→ **Task**: Your task is to copy every line below that contains the word "white".

→ **Saved entries**:
==*==
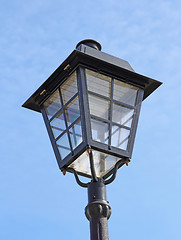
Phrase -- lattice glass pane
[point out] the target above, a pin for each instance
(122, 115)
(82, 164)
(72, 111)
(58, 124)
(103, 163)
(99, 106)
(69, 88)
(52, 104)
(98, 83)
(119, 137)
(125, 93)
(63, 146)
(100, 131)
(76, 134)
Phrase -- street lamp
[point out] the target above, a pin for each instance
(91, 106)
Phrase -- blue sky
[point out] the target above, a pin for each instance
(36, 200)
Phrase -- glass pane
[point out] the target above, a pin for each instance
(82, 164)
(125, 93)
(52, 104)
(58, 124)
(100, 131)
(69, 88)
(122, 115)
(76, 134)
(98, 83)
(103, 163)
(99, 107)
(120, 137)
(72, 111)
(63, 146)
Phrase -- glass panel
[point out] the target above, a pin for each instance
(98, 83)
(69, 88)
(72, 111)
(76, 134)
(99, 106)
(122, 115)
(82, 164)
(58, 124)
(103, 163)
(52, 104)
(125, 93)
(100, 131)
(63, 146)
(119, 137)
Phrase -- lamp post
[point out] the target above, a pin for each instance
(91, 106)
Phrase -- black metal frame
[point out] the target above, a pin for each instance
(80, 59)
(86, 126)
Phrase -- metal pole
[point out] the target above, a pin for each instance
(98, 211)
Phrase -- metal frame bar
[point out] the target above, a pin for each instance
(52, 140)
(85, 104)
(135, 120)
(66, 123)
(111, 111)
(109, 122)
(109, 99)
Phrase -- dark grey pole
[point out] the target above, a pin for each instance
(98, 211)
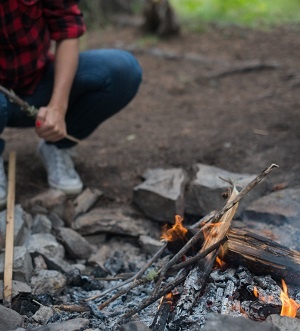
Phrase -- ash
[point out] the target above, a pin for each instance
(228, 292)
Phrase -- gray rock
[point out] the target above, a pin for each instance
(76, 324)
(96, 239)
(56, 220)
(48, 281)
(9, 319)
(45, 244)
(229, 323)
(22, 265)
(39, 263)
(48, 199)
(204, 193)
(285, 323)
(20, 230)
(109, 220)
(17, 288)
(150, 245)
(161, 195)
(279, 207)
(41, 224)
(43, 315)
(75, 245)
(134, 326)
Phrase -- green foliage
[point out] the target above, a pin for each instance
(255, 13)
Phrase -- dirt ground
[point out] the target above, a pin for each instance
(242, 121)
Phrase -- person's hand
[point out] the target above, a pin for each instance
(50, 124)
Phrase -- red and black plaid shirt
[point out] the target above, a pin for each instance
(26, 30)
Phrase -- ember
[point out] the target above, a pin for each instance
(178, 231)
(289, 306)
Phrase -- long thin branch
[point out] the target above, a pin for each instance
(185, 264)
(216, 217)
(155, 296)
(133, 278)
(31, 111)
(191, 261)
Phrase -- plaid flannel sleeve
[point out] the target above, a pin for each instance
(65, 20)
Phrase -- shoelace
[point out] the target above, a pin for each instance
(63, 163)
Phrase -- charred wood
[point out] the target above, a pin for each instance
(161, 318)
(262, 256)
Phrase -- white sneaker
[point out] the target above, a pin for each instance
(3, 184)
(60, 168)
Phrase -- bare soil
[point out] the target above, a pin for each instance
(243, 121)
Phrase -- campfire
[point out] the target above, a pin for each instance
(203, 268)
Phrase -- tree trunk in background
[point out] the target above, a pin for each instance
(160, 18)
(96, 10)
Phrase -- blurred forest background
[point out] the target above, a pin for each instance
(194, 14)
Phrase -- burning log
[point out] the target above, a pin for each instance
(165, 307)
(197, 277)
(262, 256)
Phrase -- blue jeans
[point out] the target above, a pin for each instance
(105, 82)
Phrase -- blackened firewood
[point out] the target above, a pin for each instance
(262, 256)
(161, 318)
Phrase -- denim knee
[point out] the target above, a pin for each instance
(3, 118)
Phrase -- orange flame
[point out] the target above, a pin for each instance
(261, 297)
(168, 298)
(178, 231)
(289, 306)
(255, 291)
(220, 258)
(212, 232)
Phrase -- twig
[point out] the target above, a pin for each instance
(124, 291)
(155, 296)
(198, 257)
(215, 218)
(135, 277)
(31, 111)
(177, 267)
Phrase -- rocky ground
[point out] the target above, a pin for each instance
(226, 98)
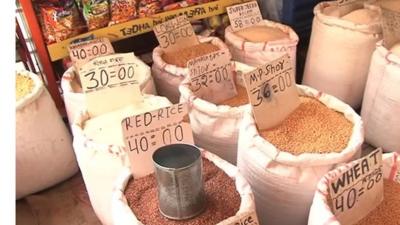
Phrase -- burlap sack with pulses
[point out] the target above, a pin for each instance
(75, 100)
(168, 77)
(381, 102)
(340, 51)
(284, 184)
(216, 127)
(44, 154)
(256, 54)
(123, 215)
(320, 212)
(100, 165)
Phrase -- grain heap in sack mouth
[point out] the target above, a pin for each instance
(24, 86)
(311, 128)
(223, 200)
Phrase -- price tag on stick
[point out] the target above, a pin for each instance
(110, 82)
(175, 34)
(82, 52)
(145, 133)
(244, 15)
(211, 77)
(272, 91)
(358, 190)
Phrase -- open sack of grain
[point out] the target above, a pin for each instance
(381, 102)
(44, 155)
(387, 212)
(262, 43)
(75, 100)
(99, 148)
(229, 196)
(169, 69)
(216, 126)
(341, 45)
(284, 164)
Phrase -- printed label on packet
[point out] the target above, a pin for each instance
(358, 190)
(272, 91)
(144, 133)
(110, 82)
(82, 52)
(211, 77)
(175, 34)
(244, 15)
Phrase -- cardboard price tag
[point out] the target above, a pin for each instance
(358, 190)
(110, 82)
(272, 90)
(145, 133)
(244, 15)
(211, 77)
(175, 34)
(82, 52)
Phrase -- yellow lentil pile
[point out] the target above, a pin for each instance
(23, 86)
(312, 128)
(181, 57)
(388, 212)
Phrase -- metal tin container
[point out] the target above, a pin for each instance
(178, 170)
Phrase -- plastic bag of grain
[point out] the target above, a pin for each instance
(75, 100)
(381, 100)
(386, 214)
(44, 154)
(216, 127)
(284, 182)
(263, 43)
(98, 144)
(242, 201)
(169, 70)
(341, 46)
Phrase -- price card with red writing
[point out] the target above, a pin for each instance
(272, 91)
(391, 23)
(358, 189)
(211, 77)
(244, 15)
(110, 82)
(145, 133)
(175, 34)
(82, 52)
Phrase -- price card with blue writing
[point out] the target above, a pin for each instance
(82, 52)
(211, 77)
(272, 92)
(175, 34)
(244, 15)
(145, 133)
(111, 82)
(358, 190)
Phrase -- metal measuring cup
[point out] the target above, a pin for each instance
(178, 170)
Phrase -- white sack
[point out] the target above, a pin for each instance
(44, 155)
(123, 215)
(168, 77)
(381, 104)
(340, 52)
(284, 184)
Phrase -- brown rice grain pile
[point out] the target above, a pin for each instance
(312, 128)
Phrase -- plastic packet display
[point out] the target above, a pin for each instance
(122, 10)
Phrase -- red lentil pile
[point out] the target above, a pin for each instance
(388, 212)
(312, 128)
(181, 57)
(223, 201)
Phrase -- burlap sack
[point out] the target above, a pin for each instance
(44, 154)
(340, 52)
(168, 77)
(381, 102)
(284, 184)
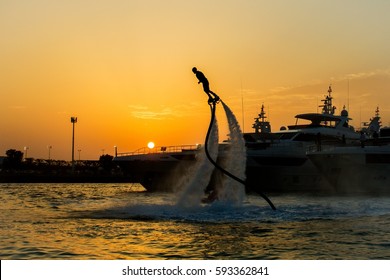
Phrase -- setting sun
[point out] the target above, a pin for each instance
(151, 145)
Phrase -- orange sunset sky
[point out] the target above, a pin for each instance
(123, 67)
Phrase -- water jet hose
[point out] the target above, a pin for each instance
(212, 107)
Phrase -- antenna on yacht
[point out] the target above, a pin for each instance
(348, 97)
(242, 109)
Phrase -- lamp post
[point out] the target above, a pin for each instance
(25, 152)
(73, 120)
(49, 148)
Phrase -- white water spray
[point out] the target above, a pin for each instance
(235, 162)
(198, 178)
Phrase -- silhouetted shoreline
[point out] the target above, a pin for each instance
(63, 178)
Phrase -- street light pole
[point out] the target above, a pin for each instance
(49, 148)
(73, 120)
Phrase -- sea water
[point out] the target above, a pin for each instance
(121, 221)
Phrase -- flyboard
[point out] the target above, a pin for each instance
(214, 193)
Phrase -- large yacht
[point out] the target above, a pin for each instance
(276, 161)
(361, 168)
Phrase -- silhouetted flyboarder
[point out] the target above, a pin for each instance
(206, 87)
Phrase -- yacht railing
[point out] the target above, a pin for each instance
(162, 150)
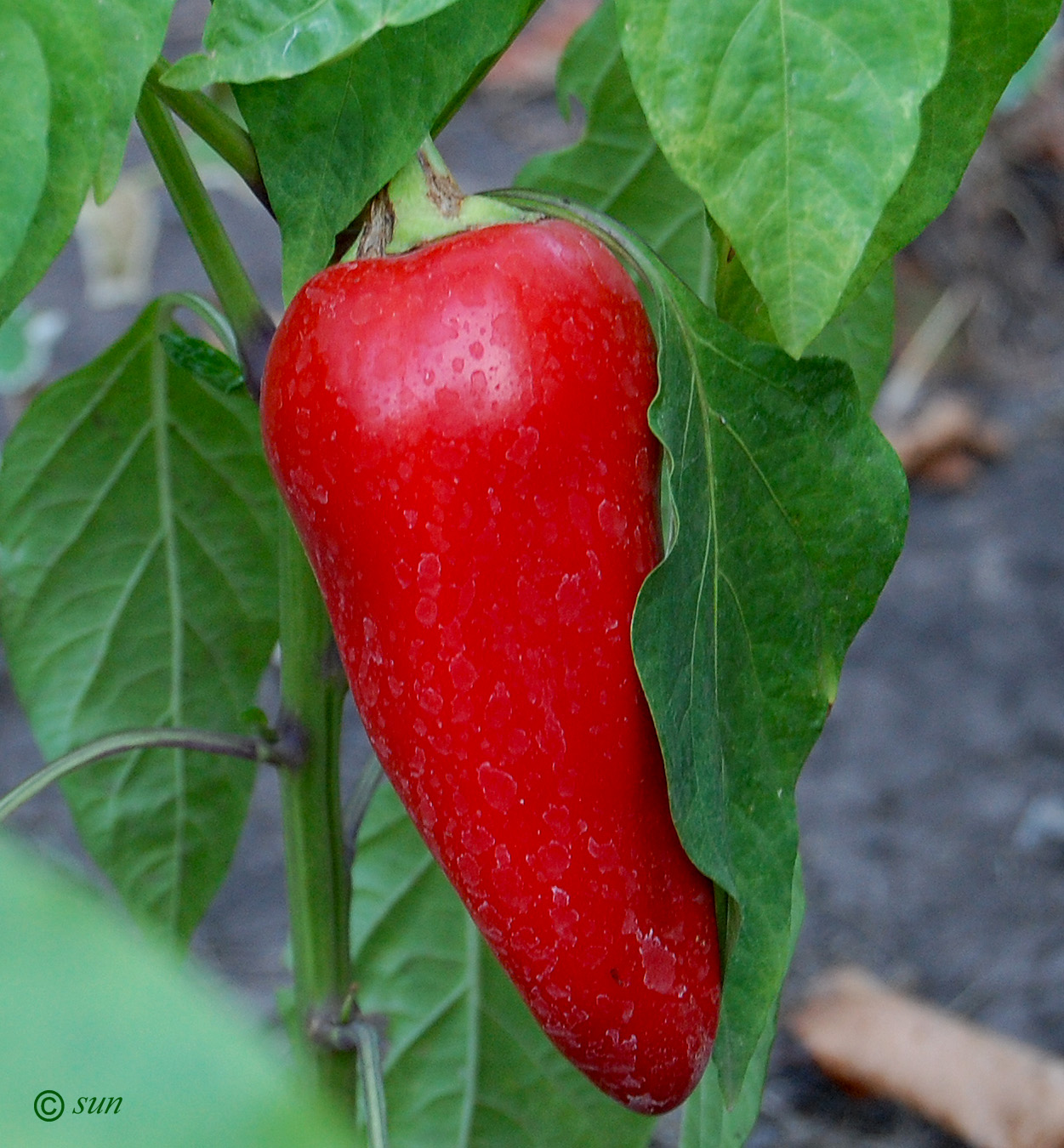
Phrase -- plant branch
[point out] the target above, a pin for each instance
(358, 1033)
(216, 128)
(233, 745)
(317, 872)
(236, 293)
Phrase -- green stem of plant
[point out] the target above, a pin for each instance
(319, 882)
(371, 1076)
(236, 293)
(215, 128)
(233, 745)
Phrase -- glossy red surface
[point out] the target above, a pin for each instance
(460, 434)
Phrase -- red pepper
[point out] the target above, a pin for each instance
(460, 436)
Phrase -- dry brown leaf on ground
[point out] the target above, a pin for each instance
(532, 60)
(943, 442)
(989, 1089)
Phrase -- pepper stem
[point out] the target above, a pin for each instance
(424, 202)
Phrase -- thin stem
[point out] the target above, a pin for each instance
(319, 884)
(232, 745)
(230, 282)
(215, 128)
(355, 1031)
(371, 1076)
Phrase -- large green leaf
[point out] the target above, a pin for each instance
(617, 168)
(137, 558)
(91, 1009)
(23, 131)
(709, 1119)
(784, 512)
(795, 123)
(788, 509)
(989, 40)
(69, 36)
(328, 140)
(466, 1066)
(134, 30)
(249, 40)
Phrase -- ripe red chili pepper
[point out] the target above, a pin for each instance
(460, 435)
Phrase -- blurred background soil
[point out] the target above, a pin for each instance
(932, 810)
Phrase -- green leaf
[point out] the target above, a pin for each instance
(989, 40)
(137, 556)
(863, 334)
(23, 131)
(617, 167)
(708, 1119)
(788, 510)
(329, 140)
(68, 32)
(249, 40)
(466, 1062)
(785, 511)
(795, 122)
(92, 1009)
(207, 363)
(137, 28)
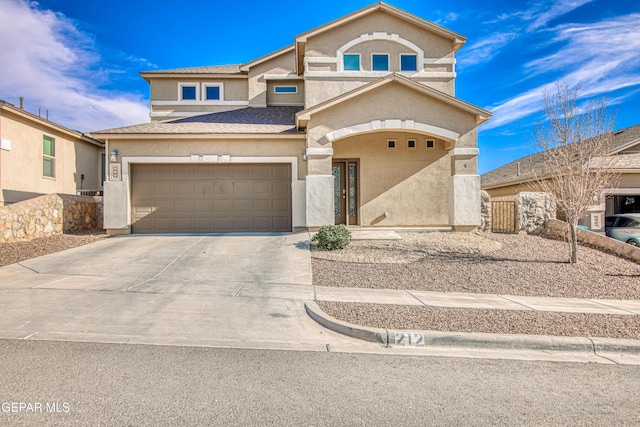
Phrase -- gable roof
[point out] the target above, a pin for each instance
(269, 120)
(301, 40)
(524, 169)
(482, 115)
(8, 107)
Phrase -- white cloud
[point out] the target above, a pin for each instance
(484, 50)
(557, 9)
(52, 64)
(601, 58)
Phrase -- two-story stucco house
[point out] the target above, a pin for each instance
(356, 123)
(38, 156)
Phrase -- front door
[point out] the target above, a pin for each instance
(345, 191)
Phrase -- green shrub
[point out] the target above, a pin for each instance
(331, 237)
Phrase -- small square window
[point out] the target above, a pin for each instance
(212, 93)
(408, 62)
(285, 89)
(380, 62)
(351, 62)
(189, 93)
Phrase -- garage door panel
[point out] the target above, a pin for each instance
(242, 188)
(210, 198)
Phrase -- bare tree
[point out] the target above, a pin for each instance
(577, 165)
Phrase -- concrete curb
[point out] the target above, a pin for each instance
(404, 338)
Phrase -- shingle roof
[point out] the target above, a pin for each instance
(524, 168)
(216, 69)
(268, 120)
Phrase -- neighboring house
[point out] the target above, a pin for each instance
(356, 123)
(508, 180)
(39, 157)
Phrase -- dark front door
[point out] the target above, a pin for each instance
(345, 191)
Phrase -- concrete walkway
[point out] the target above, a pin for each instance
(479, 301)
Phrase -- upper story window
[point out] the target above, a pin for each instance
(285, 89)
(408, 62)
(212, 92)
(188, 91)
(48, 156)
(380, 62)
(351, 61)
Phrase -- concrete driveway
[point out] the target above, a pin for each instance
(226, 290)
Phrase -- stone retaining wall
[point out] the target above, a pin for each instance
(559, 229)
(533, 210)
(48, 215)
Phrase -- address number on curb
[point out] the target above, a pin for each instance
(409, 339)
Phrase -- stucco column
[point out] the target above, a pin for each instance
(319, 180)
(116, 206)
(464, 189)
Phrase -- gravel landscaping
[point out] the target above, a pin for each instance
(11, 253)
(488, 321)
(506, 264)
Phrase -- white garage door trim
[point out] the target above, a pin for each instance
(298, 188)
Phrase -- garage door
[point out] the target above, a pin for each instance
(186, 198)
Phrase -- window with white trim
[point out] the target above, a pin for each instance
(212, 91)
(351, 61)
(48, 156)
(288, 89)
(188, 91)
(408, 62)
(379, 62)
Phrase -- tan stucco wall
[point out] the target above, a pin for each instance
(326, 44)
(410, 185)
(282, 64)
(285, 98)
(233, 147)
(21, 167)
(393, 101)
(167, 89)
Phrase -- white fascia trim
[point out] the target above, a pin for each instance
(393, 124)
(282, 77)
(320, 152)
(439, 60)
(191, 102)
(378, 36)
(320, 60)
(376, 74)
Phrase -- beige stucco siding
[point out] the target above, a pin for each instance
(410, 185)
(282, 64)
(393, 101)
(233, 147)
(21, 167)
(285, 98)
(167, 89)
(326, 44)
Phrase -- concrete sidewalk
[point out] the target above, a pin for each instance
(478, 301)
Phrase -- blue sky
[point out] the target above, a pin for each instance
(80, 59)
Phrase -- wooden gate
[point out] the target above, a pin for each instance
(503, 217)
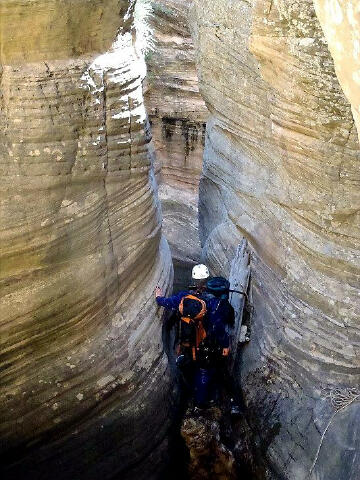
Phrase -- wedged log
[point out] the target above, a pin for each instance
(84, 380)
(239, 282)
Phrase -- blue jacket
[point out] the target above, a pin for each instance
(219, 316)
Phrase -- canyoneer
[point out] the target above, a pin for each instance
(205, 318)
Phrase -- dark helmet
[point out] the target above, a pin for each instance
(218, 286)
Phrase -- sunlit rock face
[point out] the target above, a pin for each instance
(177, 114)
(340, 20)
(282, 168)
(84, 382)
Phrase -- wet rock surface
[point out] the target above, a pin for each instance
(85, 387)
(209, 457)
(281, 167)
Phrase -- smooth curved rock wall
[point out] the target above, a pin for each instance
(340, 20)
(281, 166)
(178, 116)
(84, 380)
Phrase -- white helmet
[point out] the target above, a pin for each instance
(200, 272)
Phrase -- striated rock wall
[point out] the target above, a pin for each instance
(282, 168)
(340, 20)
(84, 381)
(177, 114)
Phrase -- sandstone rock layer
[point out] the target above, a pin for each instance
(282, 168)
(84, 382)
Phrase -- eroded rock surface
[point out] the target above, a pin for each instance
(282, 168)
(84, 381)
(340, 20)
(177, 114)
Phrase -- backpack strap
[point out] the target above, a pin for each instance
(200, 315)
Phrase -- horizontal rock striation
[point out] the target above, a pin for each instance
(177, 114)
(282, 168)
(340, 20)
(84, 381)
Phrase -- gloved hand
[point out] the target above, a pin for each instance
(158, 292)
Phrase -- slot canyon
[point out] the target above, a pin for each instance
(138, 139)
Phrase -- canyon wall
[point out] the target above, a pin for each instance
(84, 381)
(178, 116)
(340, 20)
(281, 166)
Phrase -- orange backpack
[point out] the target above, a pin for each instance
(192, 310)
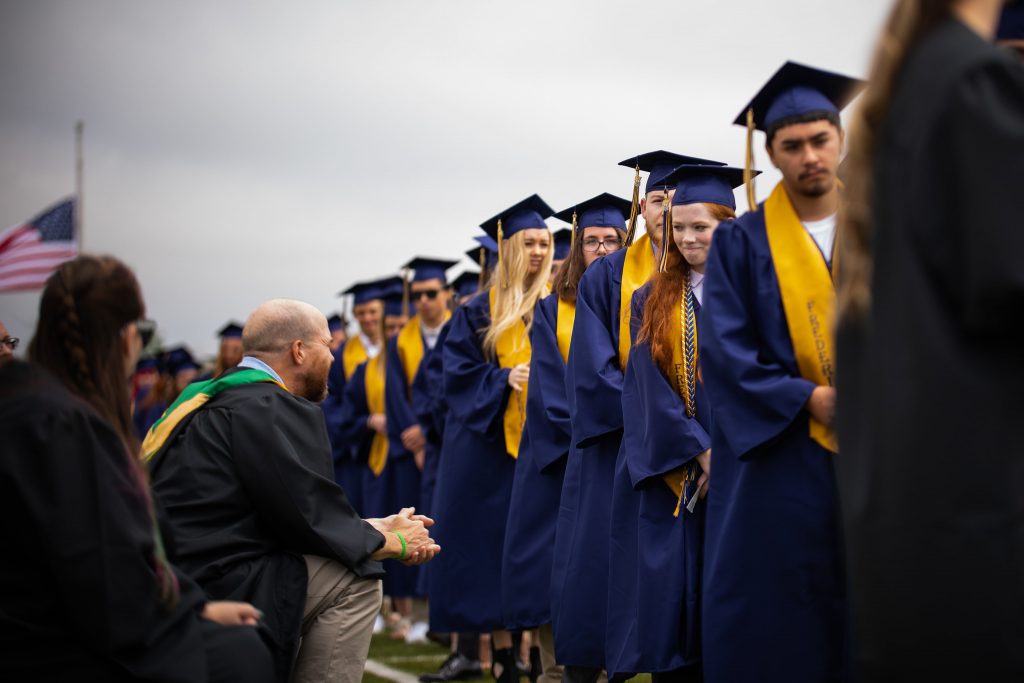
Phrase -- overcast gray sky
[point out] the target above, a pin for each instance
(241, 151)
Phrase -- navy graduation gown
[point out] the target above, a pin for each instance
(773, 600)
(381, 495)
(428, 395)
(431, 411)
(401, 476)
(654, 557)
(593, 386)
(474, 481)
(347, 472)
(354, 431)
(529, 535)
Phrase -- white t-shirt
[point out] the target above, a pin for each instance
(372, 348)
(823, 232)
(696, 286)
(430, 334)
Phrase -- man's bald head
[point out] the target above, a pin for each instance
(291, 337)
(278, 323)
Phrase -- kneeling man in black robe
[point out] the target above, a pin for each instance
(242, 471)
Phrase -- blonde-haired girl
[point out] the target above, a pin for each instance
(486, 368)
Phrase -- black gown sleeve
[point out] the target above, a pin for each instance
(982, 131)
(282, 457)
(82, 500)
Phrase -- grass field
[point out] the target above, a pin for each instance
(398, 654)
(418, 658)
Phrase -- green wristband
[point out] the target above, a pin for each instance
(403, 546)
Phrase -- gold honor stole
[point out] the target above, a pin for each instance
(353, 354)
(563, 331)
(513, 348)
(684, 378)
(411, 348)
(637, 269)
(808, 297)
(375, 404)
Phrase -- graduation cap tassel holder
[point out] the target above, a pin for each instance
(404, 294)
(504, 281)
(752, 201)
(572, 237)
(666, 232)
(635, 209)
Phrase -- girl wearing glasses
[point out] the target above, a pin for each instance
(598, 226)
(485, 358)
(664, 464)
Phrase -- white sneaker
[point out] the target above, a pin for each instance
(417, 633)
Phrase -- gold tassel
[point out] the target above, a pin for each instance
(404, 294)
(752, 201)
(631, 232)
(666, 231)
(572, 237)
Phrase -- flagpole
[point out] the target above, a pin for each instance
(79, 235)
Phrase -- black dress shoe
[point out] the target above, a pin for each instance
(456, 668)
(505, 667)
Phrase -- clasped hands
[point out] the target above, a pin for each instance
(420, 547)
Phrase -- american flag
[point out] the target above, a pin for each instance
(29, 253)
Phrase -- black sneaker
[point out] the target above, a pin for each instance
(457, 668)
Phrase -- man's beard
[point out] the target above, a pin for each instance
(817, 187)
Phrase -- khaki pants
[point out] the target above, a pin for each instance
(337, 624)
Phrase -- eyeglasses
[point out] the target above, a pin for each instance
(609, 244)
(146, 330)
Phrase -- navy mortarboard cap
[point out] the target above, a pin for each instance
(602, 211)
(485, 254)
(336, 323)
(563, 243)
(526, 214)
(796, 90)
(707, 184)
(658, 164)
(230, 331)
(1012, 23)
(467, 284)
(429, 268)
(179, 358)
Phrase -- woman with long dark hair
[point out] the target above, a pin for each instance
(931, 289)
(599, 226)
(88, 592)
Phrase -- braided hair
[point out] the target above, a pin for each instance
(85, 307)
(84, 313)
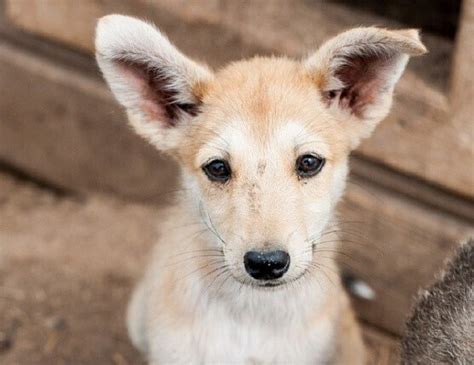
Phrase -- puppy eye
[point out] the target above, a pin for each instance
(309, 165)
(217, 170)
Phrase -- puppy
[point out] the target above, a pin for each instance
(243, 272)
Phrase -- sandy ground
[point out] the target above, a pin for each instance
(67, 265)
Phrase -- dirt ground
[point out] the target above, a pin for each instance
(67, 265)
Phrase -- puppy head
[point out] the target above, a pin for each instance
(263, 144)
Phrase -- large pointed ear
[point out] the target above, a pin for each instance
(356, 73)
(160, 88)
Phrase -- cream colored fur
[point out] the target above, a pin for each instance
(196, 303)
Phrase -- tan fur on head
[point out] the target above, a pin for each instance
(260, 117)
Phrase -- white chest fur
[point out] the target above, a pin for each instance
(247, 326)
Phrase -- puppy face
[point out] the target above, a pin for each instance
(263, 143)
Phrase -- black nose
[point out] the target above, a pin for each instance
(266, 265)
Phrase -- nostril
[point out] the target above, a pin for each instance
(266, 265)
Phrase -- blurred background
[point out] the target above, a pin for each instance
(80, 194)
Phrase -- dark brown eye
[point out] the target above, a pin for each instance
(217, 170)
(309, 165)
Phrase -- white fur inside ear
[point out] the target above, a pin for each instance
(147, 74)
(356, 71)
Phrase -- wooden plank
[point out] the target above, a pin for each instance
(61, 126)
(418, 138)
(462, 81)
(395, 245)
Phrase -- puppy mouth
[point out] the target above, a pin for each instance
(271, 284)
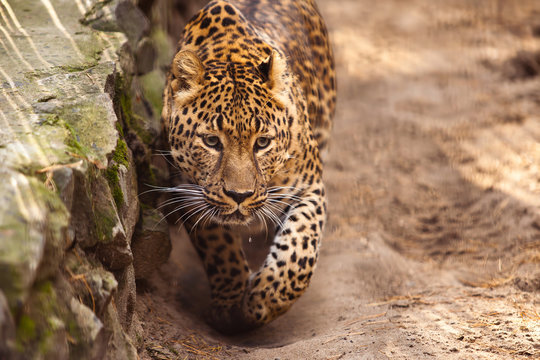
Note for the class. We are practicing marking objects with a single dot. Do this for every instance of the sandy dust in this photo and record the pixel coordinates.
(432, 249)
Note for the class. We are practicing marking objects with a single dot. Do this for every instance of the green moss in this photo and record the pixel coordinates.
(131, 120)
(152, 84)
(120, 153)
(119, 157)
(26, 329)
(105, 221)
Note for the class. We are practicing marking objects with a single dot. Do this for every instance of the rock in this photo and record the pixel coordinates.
==*==
→ **Exercise output**:
Phrase -- white sneaker
Phrase -- white sack
Phrase -- white water spray
Phrase -- white cloud
Phrase -- white garage door trim
Phrase -- window with white trim
Phrase -- white fascia trim
Phrase -- white helmet
Phrase -- white t-shirt
Phrase -- white sneaker
Phrase -- white chest fur
Phrase -- white fur inside ear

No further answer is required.